-- Begin --
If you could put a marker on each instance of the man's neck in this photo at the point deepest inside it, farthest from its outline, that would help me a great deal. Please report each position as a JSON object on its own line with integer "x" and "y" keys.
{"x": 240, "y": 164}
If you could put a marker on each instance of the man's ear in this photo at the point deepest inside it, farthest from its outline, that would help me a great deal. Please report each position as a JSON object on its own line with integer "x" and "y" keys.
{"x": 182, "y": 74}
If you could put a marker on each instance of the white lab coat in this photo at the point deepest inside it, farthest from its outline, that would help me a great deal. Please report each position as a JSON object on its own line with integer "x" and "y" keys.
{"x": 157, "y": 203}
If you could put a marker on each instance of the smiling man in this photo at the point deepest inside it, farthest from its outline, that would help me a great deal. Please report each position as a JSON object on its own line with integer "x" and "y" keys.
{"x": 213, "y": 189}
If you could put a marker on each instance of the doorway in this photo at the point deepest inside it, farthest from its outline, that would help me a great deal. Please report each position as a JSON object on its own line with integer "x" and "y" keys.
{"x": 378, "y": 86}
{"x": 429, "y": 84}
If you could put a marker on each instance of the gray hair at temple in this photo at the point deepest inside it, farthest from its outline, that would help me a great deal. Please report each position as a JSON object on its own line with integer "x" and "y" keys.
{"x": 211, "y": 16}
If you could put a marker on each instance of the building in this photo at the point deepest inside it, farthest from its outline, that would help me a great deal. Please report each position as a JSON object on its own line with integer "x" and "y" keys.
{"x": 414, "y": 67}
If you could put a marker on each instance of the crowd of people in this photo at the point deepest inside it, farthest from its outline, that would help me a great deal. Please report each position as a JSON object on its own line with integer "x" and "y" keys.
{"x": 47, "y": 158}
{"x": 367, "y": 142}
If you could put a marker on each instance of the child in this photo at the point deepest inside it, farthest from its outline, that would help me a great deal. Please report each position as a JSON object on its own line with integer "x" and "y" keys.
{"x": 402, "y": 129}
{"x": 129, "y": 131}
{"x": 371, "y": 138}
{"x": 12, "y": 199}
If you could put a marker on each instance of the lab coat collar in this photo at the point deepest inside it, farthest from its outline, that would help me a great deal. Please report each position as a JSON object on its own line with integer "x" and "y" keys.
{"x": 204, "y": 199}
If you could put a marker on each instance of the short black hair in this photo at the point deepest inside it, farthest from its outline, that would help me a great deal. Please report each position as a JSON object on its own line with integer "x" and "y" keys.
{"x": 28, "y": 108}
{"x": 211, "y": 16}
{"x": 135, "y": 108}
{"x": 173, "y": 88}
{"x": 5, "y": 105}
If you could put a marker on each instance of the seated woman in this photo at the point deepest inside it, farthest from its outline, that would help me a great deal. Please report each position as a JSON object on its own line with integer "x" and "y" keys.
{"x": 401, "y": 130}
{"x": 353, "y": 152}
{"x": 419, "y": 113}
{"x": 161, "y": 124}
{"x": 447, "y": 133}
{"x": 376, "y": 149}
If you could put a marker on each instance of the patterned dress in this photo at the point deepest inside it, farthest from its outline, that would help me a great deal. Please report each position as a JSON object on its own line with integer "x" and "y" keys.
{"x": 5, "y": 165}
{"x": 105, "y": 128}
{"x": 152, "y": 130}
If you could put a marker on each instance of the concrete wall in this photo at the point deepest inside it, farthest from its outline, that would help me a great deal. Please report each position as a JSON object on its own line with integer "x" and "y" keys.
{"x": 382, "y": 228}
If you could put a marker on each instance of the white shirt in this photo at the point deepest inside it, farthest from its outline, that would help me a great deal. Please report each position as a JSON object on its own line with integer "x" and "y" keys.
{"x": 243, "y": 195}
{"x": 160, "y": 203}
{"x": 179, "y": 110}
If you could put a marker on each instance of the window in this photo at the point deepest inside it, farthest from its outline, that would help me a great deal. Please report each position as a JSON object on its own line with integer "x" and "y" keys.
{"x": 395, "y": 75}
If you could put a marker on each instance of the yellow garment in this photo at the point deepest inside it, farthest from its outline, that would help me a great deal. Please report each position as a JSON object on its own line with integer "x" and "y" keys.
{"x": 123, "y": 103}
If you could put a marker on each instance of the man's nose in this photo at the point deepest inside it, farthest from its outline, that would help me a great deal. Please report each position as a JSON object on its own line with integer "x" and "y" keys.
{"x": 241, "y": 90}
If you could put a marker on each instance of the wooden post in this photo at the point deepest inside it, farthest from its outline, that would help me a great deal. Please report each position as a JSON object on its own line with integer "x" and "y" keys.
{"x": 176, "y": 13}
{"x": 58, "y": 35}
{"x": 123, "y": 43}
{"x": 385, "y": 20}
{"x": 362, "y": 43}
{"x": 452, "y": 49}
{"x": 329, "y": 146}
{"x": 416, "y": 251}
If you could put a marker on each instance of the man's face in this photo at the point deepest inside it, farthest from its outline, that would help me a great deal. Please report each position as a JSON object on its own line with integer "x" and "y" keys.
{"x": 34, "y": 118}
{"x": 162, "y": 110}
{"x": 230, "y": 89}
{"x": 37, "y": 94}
-- End --
Please present the items above as a Markdown table with the columns "Row" and "Item line," one numbered row per line, leaving out blank lines.

| Row | Item line |
|---|---|
| 1 | If you could put a marker on each instance of the man's neck in this photo at the point deepest inside it, farthest from its outline, that would help me a great deal. Please report each position as a JSON object on its own line with integer "x" and "y" keys. |
| 2 | {"x": 240, "y": 164} |
| 3 | If you could put a marker on each instance of the man's ear in this photo at the point deepest inside it, farthest from its outline, that would help me a great deal. Please report each position as a JSON object on its own line with integer "x" and "y" keys. |
| 4 | {"x": 182, "y": 74} |
| 5 | If you could put a marker on each instance of the white lab coat in this photo at the point deepest inside it, farthest from its outline, that would help me a great deal. Please report each position as a JSON object on its own line with integer "x" and "y" keys. |
| 6 | {"x": 157, "y": 203} |
| 7 | If you could put a marker on each instance of the smiling man in this photo at the point deepest inside it, farthest from its outline, that would help me a great deal. Please report each position as a JSON object on its own line with integer "x" and "y" keys. |
| 8 | {"x": 213, "y": 189} |
| 9 | If you could put a marker on each instance of the doorway in this photo at the point deepest inside it, farthest from its outline, that would help me a great deal. Please report each position as a JSON object on its own line with integer "x" and "y" keys. |
| 10 | {"x": 378, "y": 86} |
| 11 | {"x": 429, "y": 84} |
| 12 | If you could put a marker on each instance of the gray hair at temple in this photo at the point deepest inside it, farthest from its outline, that would help me a great deal. Please report each position as a JSON object on its own line with integer "x" and "y" keys. |
| 13 | {"x": 211, "y": 16} |
| 14 | If you could put a marker on each instance of the building in this photo at the point deepest inside it, farthest from its outline, that would help me a great deal. Please report each position as a JSON object on its own line with integer "x" and "y" keys. |
| 15 | {"x": 414, "y": 67} |
| 16 | If you could put a marker on each instance of the crowd of people in this photo at the point deepest inside it, farthest from its outline, that would help me a great deal. Please report each position as a JSON object on its own line with integer "x" and "y" keys. |
| 17 | {"x": 47, "y": 158} |
| 18 | {"x": 367, "y": 142} |
| 19 | If you could put a marker on each instance of the child in this photo at the point deepest inside it, farthest from its outline, that would help me a great deal. Please report each position as a JSON object on its own line with integer "x" and "y" keys. |
| 20 | {"x": 402, "y": 129} |
| 21 | {"x": 129, "y": 131} |
| 22 | {"x": 371, "y": 138} |
| 23 | {"x": 12, "y": 199} |
| 24 | If you could put a marker on each instance of the lab coat collar in this photo at the point deepest inside it, farthest from its outline, that would help me a great deal. Please report each position as a JSON object on its own line with integer "x" and "y" keys. |
| 25 | {"x": 204, "y": 199} |
| 26 | If you could put a marker on each instance of the short black hair in this photo at the point deepest inside it, farthest from its outline, that would help me a great deal. Please report each position as a JSON object on its own line with integer "x" and "y" keys. |
| 27 | {"x": 28, "y": 108} |
| 28 | {"x": 211, "y": 16} |
| 29 | {"x": 135, "y": 108} |
| 30 | {"x": 173, "y": 88} |
| 31 | {"x": 5, "y": 105} |
| 32 | If you could put a marker on each instance of the seated woman in this photo at the point deepest inside it, farthest from its outline, that would help me a great deal. Please report each position as a JSON object on its own line with integer "x" and "y" keys. |
| 33 | {"x": 401, "y": 130} |
| 34 | {"x": 353, "y": 152} |
| 35 | {"x": 419, "y": 113} |
| 36 | {"x": 161, "y": 124} |
| 37 | {"x": 447, "y": 133} |
| 38 | {"x": 376, "y": 149} |
| 39 | If you could put a marker on each instance of the patterned dress in this photo at the point deepest inside it, farthest from its outline, that would help me a great deal. Please report each position as a JSON object on its own line with integer "x" and "y" keys. |
| 40 | {"x": 5, "y": 165} |
| 41 | {"x": 105, "y": 128} |
| 42 | {"x": 152, "y": 130} |
| 43 | If you could put a marker on each instance of the concrete wall in this photo at the point deepest inside it, farthest from its outline, that would help me a great deal. Please report each position as a JSON object on its own line with integer "x" and "y" keys. |
| 44 | {"x": 382, "y": 228} |
| 45 | If you could put a marker on each instance of the white shirt in this photo at the point deepest inside it, farthest from its outline, that would help me a great deal. Please report each position as a JSON object on its own line with integer "x" and "y" keys. |
| 46 | {"x": 243, "y": 195} |
| 47 | {"x": 160, "y": 203} |
| 48 | {"x": 179, "y": 110} |
| 49 | If you could put a marker on each instance of the window in this photo at the point deepest inside it, farthest from its outline, that would help me a great deal. Please report each position as a JSON object on its own line with integer "x" and "y" keys. |
| 50 | {"x": 395, "y": 75} |
| 51 | If you could put a marker on each instance of the yellow garment in this photo at the point deepest inside it, farthest from its outline, that would help me a great deal. Please report each position as a JSON object on its own line with integer "x" and "y" keys. |
| 52 | {"x": 123, "y": 103} |
| 53 | If you could put a marker on each instance of the man's nose in this photo at the point deepest inside it, farthest from its outline, that would help me a great deal. Please report each position as a JSON object on its own line with integer "x" and "y" keys. |
| 54 | {"x": 241, "y": 90} |
| 55 | If you could put a marker on each instance of the wooden post in this photo at the point deepest inside it, farthest from its outline, that would help me a great deal. Please report each position as a JSON object on its own line with integer "x" and "y" keys. |
| 56 | {"x": 176, "y": 13} |
| 57 | {"x": 58, "y": 35} |
| 58 | {"x": 123, "y": 43} |
| 59 | {"x": 385, "y": 20} |
| 60 | {"x": 362, "y": 43} |
| 61 | {"x": 452, "y": 49} |
| 62 | {"x": 329, "y": 146} |
| 63 | {"x": 416, "y": 251} |
| 64 | If you could put a marker on each instance of the man's face in this photo at the point deepest inside it, farthest from its outline, that would help me a great deal. Please report each position as a JSON object on its own line with integer "x" and "y" keys. |
| 65 | {"x": 34, "y": 118} |
| 66 | {"x": 162, "y": 110} |
| 67 | {"x": 230, "y": 89} |
| 68 | {"x": 37, "y": 94} |